* Exercise brief *
Please report each line below that contains the word "boot", copying every such line in full.

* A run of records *
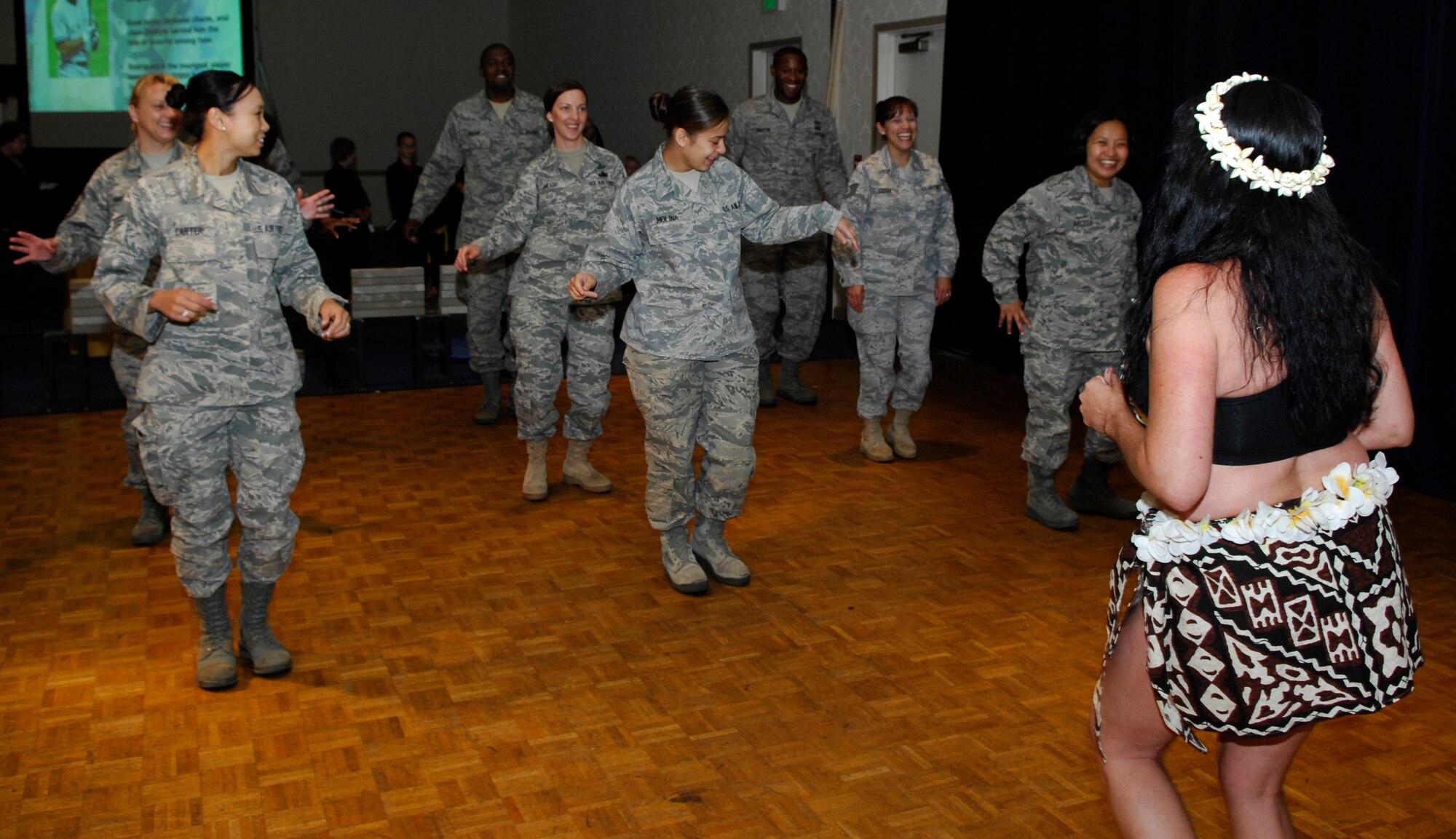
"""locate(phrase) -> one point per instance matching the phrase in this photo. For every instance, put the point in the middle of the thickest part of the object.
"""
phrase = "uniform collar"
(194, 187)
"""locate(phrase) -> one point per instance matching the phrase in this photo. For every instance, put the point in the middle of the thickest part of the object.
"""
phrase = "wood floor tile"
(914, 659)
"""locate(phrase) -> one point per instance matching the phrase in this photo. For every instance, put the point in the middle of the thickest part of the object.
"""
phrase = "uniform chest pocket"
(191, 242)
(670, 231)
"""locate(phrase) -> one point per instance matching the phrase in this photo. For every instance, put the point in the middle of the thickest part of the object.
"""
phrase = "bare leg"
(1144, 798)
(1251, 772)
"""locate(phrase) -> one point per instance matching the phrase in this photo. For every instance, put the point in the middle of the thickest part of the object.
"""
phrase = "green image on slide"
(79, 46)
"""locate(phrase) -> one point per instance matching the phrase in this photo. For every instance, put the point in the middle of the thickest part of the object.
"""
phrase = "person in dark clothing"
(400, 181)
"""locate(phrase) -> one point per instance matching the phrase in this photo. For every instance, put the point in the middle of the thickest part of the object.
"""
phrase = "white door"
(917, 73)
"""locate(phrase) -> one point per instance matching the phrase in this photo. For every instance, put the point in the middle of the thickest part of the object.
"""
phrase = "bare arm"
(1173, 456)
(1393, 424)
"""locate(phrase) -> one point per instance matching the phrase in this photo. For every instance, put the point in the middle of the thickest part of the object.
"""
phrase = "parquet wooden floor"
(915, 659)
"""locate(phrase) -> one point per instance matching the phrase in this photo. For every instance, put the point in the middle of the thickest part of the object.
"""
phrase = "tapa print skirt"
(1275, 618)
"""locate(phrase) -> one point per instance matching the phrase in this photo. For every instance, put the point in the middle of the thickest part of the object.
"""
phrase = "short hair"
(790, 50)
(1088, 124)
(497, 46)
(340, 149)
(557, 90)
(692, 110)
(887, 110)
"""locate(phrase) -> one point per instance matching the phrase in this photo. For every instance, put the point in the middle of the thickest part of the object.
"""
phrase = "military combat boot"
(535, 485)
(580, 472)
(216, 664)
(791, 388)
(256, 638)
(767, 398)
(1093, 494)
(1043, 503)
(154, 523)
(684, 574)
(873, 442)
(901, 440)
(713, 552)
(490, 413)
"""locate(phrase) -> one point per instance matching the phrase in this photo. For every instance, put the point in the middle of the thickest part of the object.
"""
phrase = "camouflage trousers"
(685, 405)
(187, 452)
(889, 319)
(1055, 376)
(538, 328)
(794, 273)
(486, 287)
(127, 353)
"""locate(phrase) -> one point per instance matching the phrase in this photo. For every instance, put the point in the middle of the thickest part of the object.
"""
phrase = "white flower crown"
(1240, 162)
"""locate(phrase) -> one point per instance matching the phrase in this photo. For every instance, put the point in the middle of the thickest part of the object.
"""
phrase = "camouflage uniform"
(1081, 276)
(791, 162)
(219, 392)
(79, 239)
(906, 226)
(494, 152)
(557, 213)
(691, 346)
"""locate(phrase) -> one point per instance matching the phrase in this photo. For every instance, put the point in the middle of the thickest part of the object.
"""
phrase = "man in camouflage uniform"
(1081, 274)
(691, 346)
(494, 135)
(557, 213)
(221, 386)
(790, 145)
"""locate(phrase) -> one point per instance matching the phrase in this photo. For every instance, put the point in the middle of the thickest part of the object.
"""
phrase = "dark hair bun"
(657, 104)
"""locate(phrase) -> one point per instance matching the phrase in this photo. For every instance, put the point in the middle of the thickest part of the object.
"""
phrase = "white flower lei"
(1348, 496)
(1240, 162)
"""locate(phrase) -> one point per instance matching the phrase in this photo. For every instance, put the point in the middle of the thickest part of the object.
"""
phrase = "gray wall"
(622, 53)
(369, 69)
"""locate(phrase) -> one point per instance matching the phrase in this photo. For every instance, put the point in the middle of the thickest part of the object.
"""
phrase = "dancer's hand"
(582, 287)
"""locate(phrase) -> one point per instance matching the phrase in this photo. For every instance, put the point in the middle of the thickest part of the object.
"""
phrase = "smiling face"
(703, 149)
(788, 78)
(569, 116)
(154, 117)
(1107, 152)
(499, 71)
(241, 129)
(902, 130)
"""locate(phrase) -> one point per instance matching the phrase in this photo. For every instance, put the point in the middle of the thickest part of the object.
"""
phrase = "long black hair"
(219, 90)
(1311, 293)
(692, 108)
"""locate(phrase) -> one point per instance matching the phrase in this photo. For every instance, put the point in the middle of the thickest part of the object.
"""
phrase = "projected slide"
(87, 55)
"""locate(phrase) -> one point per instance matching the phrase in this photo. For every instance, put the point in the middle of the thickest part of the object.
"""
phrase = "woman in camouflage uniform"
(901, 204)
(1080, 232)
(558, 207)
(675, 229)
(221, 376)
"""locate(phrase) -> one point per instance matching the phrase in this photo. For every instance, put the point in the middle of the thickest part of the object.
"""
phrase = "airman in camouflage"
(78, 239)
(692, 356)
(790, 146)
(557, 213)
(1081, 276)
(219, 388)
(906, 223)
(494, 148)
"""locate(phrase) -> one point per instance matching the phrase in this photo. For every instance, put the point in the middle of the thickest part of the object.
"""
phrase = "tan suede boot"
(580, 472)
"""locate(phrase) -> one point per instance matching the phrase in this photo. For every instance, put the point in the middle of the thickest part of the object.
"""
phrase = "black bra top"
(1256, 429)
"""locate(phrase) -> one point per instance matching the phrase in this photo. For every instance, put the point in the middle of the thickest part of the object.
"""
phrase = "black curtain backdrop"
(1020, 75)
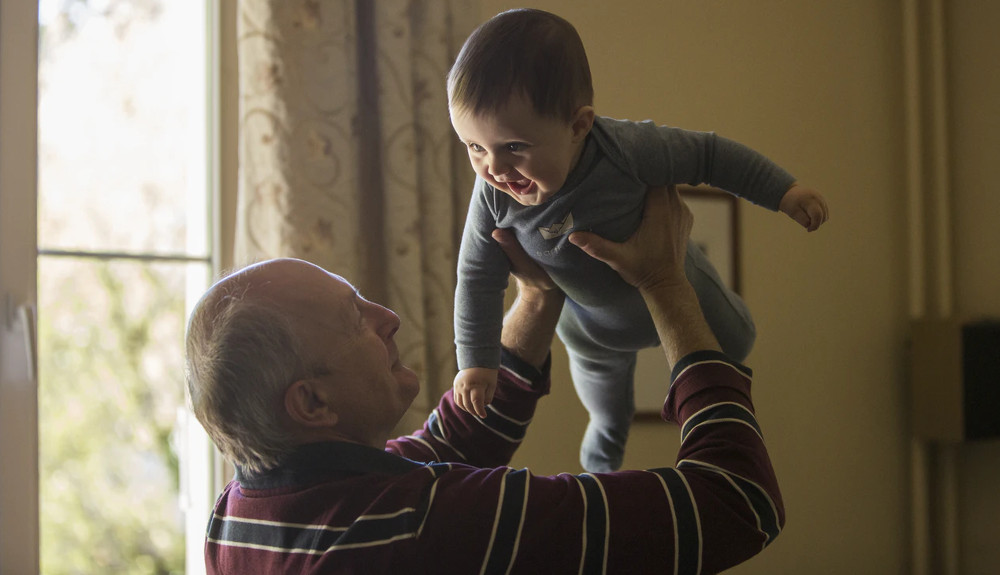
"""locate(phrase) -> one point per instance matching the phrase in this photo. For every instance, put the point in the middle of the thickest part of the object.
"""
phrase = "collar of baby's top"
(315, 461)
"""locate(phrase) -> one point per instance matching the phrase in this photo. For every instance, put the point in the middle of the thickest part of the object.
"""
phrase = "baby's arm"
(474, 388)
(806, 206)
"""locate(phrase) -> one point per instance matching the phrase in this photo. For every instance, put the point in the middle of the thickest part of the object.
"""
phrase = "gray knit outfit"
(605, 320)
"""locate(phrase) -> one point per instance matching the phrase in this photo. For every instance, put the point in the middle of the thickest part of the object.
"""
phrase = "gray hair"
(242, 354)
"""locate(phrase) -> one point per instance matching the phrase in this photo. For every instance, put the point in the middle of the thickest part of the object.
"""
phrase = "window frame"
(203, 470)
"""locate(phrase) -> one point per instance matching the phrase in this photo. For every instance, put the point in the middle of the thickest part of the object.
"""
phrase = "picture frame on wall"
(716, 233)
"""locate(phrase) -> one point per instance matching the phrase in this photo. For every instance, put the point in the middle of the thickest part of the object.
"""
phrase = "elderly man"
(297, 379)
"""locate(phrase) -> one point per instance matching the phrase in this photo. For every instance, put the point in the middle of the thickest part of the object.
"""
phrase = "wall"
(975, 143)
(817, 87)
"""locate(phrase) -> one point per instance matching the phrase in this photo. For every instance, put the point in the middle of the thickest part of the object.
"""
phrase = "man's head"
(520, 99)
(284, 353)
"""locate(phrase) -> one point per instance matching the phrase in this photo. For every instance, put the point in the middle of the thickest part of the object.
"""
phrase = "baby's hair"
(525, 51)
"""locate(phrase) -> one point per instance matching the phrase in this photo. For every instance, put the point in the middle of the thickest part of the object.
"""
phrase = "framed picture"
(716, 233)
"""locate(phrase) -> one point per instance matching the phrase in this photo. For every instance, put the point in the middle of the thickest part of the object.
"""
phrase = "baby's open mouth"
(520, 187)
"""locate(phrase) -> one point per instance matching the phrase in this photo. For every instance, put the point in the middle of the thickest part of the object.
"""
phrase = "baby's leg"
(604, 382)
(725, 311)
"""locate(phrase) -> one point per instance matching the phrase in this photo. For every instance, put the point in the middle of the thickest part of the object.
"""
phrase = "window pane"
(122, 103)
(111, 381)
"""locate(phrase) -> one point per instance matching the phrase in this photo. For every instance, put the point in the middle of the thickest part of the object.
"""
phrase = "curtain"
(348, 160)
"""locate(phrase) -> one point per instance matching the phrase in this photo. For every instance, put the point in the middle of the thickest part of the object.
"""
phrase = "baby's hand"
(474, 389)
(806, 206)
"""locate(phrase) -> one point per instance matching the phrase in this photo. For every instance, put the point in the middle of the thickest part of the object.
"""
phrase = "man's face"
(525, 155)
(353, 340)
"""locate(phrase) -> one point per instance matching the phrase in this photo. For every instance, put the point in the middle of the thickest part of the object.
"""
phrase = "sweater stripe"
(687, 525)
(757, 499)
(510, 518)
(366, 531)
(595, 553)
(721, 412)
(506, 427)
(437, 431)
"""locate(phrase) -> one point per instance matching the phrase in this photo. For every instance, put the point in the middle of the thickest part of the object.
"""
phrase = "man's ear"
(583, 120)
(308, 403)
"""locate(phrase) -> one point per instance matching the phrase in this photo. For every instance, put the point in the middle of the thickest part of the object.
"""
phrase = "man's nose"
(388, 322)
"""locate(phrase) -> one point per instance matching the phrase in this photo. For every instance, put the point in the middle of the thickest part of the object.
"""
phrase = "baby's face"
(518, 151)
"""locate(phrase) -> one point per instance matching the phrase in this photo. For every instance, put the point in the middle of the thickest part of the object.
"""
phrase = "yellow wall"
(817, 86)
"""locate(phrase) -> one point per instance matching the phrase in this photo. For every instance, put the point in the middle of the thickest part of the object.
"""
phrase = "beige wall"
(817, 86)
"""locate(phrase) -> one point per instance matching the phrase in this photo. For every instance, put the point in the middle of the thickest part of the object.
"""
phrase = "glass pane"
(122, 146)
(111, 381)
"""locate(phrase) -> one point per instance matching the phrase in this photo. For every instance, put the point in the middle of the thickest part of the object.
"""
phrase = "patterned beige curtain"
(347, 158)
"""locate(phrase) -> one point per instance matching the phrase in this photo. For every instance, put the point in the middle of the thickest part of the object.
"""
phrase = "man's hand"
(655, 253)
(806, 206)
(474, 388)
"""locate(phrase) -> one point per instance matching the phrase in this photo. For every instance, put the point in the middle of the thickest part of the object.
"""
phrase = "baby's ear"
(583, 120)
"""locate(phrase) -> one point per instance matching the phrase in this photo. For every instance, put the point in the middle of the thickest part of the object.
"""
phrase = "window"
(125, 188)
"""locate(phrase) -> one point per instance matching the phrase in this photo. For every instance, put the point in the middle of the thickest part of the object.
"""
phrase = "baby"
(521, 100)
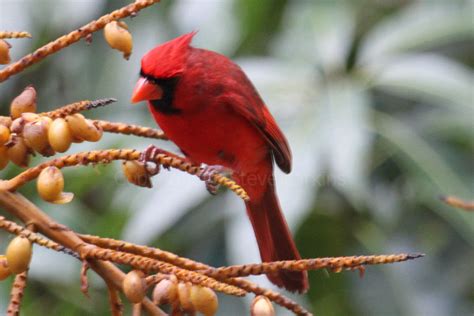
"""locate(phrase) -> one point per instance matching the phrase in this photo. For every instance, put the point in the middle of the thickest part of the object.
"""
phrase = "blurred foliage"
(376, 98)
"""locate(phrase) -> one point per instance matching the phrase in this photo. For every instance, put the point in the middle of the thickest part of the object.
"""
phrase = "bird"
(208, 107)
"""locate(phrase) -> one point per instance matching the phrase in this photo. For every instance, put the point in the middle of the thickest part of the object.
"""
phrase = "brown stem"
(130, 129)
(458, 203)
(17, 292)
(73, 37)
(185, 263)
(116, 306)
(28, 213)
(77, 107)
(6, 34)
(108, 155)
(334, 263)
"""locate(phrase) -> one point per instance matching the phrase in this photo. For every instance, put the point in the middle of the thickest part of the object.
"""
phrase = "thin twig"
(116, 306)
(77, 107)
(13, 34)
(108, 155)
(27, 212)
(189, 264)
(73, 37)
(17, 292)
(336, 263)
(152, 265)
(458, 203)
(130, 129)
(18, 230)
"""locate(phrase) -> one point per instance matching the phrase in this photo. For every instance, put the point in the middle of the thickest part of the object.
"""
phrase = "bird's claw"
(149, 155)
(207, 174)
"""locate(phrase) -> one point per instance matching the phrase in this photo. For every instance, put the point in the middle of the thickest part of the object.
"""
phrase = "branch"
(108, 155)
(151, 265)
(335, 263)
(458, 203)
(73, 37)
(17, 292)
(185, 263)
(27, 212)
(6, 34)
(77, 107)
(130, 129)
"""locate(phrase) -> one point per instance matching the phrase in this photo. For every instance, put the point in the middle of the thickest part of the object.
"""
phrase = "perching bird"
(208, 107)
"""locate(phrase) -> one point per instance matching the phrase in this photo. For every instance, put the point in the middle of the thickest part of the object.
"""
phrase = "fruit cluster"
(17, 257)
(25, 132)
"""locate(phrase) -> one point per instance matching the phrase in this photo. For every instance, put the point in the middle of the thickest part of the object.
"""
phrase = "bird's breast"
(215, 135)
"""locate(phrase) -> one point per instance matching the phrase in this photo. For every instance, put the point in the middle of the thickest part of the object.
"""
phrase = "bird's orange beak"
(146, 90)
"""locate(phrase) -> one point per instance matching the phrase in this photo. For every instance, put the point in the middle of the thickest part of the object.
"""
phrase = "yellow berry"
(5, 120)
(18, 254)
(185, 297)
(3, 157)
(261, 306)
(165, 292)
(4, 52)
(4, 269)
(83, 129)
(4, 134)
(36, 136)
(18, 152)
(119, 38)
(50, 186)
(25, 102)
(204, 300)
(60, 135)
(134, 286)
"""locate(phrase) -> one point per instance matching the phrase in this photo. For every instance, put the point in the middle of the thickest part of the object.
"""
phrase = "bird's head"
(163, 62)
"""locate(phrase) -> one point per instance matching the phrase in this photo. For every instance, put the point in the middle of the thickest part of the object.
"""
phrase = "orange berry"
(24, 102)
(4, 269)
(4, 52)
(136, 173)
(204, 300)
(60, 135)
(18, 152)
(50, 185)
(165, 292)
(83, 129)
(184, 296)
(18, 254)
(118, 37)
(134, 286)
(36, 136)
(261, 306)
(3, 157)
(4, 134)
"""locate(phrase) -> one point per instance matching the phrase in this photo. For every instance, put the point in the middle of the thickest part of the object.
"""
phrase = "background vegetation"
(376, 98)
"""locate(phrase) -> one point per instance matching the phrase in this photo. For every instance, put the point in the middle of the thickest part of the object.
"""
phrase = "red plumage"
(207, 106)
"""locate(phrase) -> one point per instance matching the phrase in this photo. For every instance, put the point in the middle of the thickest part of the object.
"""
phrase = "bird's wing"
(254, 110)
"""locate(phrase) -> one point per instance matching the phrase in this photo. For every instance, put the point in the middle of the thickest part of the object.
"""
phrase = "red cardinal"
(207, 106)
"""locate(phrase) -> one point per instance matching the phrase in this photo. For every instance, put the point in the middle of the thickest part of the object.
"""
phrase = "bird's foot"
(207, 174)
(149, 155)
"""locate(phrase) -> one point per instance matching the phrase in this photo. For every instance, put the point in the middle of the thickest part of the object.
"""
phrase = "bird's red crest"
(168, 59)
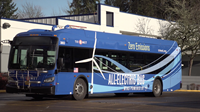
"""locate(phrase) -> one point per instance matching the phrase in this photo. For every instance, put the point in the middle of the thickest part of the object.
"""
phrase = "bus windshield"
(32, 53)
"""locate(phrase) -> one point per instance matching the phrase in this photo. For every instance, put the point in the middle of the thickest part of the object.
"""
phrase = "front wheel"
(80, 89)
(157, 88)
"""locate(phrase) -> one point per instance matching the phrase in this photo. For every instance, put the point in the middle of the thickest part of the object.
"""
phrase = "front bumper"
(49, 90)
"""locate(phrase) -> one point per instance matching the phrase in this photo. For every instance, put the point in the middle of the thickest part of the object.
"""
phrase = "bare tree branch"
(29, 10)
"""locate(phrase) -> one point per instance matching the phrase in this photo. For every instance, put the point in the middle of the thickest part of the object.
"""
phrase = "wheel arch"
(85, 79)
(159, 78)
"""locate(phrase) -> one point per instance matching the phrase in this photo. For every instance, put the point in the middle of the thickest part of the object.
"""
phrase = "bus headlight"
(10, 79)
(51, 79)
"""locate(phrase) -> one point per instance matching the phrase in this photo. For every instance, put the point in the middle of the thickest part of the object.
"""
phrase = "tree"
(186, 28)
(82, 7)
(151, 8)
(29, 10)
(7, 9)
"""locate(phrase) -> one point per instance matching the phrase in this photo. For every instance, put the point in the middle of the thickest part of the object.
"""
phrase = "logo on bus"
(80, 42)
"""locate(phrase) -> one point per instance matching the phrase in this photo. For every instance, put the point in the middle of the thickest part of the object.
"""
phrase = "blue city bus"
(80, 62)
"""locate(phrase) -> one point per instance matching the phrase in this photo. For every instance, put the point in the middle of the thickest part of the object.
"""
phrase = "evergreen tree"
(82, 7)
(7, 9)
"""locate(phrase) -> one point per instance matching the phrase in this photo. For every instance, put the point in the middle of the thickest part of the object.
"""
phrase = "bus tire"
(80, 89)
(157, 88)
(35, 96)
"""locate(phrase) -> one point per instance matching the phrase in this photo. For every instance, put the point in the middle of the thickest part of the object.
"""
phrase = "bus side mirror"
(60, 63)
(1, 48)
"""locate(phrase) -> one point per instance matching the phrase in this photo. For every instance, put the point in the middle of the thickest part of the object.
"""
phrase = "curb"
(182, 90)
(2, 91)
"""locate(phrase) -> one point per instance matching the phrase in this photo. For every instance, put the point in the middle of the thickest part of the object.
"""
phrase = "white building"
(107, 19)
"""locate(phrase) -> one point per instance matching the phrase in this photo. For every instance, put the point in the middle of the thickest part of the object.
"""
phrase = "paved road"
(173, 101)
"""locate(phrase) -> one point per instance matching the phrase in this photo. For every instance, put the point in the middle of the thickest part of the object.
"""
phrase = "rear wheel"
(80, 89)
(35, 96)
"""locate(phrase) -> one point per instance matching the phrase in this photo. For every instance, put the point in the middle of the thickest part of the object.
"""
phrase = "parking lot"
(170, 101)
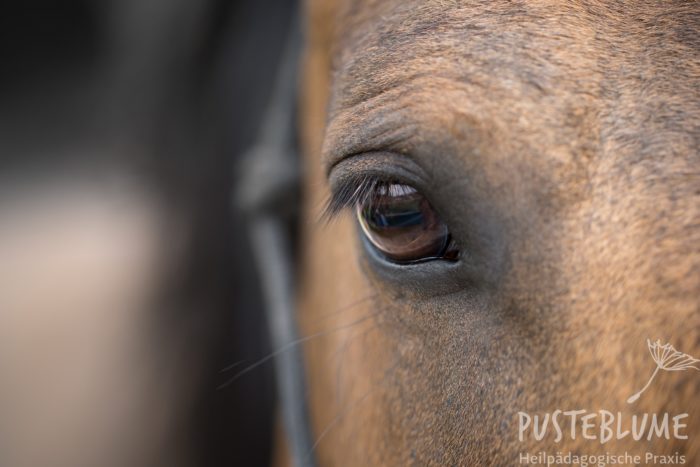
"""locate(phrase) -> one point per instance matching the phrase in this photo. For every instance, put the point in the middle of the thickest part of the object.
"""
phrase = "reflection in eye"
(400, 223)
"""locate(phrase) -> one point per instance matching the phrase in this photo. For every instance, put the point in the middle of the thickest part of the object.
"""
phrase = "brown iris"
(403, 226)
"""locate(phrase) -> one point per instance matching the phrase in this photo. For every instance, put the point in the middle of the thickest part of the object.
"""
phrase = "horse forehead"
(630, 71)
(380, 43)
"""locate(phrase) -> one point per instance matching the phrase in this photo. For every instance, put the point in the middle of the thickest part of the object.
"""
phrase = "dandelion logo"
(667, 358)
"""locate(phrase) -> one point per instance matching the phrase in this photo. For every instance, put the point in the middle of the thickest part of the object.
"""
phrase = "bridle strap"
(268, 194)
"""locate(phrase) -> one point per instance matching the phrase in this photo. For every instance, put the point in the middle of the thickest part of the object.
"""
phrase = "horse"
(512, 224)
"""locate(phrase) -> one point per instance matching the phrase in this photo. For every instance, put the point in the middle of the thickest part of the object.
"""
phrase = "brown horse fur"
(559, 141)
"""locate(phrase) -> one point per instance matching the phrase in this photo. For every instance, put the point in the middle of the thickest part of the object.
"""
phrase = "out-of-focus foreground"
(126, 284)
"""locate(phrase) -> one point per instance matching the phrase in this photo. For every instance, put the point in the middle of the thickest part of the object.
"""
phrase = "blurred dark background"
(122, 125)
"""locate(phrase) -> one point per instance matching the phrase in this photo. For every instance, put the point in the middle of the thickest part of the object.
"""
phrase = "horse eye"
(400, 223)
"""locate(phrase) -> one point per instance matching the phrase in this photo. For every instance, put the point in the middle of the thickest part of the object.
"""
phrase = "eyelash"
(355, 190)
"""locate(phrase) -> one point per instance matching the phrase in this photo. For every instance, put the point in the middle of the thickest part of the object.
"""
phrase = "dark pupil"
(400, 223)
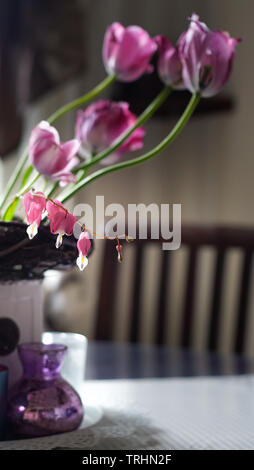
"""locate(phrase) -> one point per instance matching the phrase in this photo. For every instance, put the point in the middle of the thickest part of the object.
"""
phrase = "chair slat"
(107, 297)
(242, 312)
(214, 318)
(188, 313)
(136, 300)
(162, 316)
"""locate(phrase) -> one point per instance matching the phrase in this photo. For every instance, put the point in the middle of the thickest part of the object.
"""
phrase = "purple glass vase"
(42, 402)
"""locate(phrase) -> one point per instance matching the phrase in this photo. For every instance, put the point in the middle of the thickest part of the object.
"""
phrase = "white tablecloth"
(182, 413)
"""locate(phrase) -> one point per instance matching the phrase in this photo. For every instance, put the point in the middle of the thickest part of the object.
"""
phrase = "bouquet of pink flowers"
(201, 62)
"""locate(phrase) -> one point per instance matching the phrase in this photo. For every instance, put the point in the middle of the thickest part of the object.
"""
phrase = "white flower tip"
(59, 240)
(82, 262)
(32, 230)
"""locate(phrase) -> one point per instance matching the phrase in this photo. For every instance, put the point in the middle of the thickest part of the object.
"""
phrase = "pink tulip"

* Written response *
phrase = "military combat boot"
phrase = "tan suede boot"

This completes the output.